Excerpted text:
John Potter is an English tenor and academic.

Early life and education
John Potter's musical education began as a chorister in the Choir of King's College, Cambridge, after which he became a scholar at The King's School, Canterbury and exhibitioner at Gonville and Caius College, Cambridge.  His coaches included lieder specialist Walter Gruner, accompanist Paul Hamburger, and the tenor Peter Pears.

Performance
Potter specialises in early and contemporary classical music vocal music. In addition to his solo work, he has performed with many vocal ensembles including the Hilliard Ensemble, The Swingle Singers, The Dowland Project, the Gavin Bryars Ensemble, and Red Byrd, of which he is a co-founder. His discography includes over 100 recordings encompassing his eclectic musical interests including Léonin and Led Zeppelin. He has received a fifth gold disc for the Hilliard Ensemble's Officium album.

Goal A:
In the John Potter biography above, what is asked below?
(i) In which choir did Potter begin his musical education as a chorister?
(ii) Which vocal ensemble did he co-found?
(iii) For which album did he receive a fifth gold disc?
Goal B: Which vocal ensembles does the John Potter biography above say he has performed with? List every one.
Goal C: Extend the John Potter biography above, picking up right after its last sentence.

Collected data:
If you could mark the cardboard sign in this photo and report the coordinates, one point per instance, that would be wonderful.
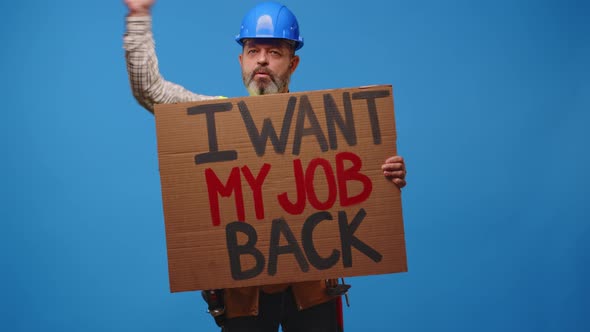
(279, 188)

Written response A:
(i) The Choir of King's College, Cambridge
(ii) Red Byrd
(iii) The Hilliard Ensemble's Officium album

Written response B:
- the Hilliard Ensemble
- The Swingle Singers
- The Dowland Project
- the Gavin Bryars Ensemble
- Red Byrd

Written response C:
He is also an ensemble coach, mentoring groups such as Trio Mediæval from Norway, The Kassiopeia Ensemble from the Netherlands, and Juice from the United Kingdom. His later collaborations have included Being Dufay with electronic music composer Ambrose Field and the lutenist and vihuela player Ariel Abramovich.

Academic work
Potter is a reader emeritus for the Music Department at the University of York; before retirement he was the director of the Vocal Studies postgraduate program. His research interests include the sociology of vocal music and vocal repertory, especially Renaissance and contemporary music.

Potter is the editor of the  Cambridge Companion to Singing (1998) and is the author of numerous articles in academic publications. His books include:
Vocal authority: Singing Style and Ideology, Cambridge University Press, 1998
Tenor: History of a Voice, Yale University Press, 2009
A History of Singing (with Neil Sorrell), Cambridge University Press, 2012

References

External links
 John Potter's Homepage
 John Potter's Profile at the University of York
 Biography at Bach-Cantatas.com
 John Potter at Hyperion Records
 The Cambridge Companion to Singing at Google Books
  Tenor: History of a voice at Google Books

Year of birth missing (living people)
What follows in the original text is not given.